Repeat exactly each line of the data provided below.

▶

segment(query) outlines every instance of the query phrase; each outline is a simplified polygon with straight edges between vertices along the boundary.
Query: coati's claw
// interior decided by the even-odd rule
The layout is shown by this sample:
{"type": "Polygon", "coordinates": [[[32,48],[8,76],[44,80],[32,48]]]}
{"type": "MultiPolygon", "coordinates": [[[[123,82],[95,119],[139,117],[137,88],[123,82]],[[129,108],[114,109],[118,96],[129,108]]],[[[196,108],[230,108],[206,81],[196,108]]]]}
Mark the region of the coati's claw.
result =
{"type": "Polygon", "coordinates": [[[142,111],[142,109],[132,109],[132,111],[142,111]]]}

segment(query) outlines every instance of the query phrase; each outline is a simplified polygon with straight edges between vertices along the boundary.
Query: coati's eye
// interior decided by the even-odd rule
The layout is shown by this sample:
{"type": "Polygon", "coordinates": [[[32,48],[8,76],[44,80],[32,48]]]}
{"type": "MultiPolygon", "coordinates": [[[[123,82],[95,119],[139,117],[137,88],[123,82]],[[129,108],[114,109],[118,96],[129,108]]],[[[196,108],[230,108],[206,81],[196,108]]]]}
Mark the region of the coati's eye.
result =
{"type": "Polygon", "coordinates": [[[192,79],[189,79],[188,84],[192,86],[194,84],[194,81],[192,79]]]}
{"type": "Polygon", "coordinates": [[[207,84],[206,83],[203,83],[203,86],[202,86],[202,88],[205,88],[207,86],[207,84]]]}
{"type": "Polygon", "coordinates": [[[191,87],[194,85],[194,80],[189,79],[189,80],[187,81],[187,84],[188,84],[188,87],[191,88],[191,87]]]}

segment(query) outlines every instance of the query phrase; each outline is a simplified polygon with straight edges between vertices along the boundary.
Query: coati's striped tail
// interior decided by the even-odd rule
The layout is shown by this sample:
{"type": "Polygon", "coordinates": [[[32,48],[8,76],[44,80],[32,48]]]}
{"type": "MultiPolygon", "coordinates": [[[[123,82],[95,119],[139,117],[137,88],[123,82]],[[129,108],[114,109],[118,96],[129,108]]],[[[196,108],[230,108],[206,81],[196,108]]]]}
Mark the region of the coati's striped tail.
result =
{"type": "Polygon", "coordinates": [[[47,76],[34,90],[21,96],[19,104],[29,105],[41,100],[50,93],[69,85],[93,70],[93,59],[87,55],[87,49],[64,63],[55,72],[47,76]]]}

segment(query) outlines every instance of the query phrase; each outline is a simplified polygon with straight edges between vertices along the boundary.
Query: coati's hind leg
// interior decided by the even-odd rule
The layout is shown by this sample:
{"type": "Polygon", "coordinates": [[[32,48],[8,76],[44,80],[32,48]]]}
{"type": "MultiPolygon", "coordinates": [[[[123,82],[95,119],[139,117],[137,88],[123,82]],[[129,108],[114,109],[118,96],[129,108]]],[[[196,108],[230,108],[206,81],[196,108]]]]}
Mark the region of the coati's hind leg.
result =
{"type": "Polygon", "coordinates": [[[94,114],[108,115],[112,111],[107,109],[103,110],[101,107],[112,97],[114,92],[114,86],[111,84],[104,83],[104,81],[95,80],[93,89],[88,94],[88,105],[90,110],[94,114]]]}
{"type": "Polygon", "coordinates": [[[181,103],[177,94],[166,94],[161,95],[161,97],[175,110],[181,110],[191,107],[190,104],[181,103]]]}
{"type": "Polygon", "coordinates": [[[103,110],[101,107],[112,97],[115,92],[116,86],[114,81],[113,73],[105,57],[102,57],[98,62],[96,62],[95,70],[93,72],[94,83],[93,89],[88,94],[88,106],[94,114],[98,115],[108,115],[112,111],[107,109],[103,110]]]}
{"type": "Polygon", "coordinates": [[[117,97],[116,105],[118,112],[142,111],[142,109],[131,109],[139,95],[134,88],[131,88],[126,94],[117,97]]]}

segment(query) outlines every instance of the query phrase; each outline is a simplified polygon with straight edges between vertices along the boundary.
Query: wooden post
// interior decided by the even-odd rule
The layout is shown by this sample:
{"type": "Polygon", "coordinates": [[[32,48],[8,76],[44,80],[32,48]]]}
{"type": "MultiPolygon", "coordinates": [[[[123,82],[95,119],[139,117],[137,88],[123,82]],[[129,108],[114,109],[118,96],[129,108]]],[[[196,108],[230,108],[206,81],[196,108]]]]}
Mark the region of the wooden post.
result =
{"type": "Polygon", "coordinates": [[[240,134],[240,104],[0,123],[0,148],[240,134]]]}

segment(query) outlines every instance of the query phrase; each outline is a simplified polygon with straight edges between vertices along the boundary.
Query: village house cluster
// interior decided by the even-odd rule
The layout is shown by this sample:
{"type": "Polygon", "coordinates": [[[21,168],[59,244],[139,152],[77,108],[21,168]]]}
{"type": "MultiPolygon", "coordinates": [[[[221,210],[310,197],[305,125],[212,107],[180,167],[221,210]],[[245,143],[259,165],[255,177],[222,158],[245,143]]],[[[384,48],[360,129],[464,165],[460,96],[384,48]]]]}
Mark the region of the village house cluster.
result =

◀

• **SOLUTION TO THIS EXERCISE**
segment(query) outlines every instance of the query phrase; each outline is a simplified polygon with straight edges between vertices along the boundary.
Query: coati's claw
// interior decided by the even-odd rule
The layout is shown by this sample:
{"type": "Polygon", "coordinates": [[[32,48],[8,76],[44,80],[32,48]]]}
{"type": "MultiPolygon", "coordinates": [[[[123,82],[95,119],[139,117],[137,88],[123,82]],[[129,108],[114,109],[118,96],[129,108]]],[[[196,108],[230,108],[206,81],[196,108]]]]}
Mark the region of the coati's claw.
result =
{"type": "Polygon", "coordinates": [[[142,111],[142,109],[132,109],[132,111],[142,111]]]}

segment(query) outlines every instance of the query phrase; each outline is a simplified polygon with straight edges between vertices along the boundary.
Query: coati's eye
// interior decided by the even-odd rule
The layout is shown by this sample:
{"type": "Polygon", "coordinates": [[[32,48],[8,76],[44,80],[32,48]]]}
{"type": "MultiPolygon", "coordinates": [[[[123,82],[95,119],[139,117],[137,88],[123,82]],[[129,108],[114,109],[118,96],[129,108]]],[[[196,108],[230,108],[206,81],[196,108]]]]}
Mark the region of the coati's eye.
result =
{"type": "Polygon", "coordinates": [[[192,79],[189,79],[188,84],[192,86],[194,84],[194,81],[192,79]]]}
{"type": "Polygon", "coordinates": [[[207,84],[206,83],[203,83],[203,86],[202,86],[202,88],[205,88],[207,86],[207,84]]]}
{"type": "Polygon", "coordinates": [[[191,87],[194,85],[194,80],[189,79],[189,80],[187,81],[187,84],[188,84],[188,87],[191,88],[191,87]]]}

segment(query) outlines every instance of the query phrase; each outline is a simplified polygon with straight edges between vertices along the boundary.
Query: coati's striped tail
// interior decided by the even-odd rule
The layout is shown by this sample:
{"type": "Polygon", "coordinates": [[[32,48],[8,76],[44,80],[32,48]]]}
{"type": "MultiPolygon", "coordinates": [[[[123,82],[95,119],[139,117],[137,88],[123,82]],[[129,108],[114,109],[118,96],[129,108]]],[[[196,108],[230,108],[206,81],[196,108]]]]}
Mark the region of the coati's striped tail.
result =
{"type": "Polygon", "coordinates": [[[47,76],[34,90],[21,96],[19,104],[29,105],[41,100],[50,93],[69,85],[93,70],[93,59],[87,55],[87,49],[64,63],[55,72],[47,76]]]}

segment(query) outlines every instance of the query phrase; each outline is a simplified polygon with straight edges between vertices along the boundary.
Query: coati's hind leg
// interior decided by the even-odd rule
The layout is shown by this sample:
{"type": "Polygon", "coordinates": [[[32,48],[8,76],[44,80],[32,48]]]}
{"type": "MultiPolygon", "coordinates": [[[[123,82],[95,119],[139,117],[137,88],[123,82]],[[129,108],[114,109],[118,96],[129,108]]],[[[196,108],[230,108],[206,81],[196,108]]]]}
Mark the region of the coati's hind leg.
result =
{"type": "Polygon", "coordinates": [[[94,114],[108,115],[112,111],[107,109],[103,110],[101,107],[112,97],[114,92],[114,86],[111,84],[104,83],[104,81],[95,80],[93,89],[88,94],[88,105],[90,110],[94,114]]]}
{"type": "Polygon", "coordinates": [[[181,103],[177,94],[166,94],[161,95],[161,97],[175,110],[181,110],[191,107],[190,104],[181,103]]]}
{"type": "Polygon", "coordinates": [[[103,110],[101,107],[112,97],[115,92],[116,86],[114,81],[113,73],[105,57],[102,57],[98,62],[96,62],[95,70],[93,72],[94,83],[93,89],[88,94],[88,106],[94,114],[98,115],[108,115],[112,111],[107,109],[103,110]]]}
{"type": "Polygon", "coordinates": [[[117,97],[116,105],[118,112],[142,111],[142,109],[131,109],[139,95],[134,88],[131,88],[126,94],[117,97]]]}

segment(query) outlines every instance of the query phrase; each outline is a simplified polygon with straight edges between vertices along the boundary.
Query: wooden post
// interior decided by the even-odd rule
The layout is shown by this sample:
{"type": "Polygon", "coordinates": [[[32,48],[8,76],[44,80],[32,48]]]}
{"type": "MultiPolygon", "coordinates": [[[[123,82],[95,119],[139,117],[137,88],[123,82]],[[129,108],[114,109],[118,96],[129,108]]],[[[196,108],[230,108],[206,81],[196,108]]]]}
Mark the region of the wooden post.
result =
{"type": "Polygon", "coordinates": [[[240,134],[240,104],[0,123],[0,148],[240,134]]]}

segment(query) outlines every instance of the query phrase; each outline is a simplified polygon with straight edges between vertices along the boundary.
Query: village house cluster
// interior decided by the even-odd rule
The layout is shown by this sample:
{"type": "Polygon", "coordinates": [[[21,168],[59,244],[139,152],[77,108],[21,168]]]}
{"type": "MultiPolygon", "coordinates": [[[[221,210],[310,197],[305,125],[212,107],[180,167],[221,210]],[[245,143],[259,165],[255,177],[222,158],[245,143]]],[[[384,48],[360,129],[464,165],[460,96],[384,48]]]]}
Mark the region of the village house cluster.
result =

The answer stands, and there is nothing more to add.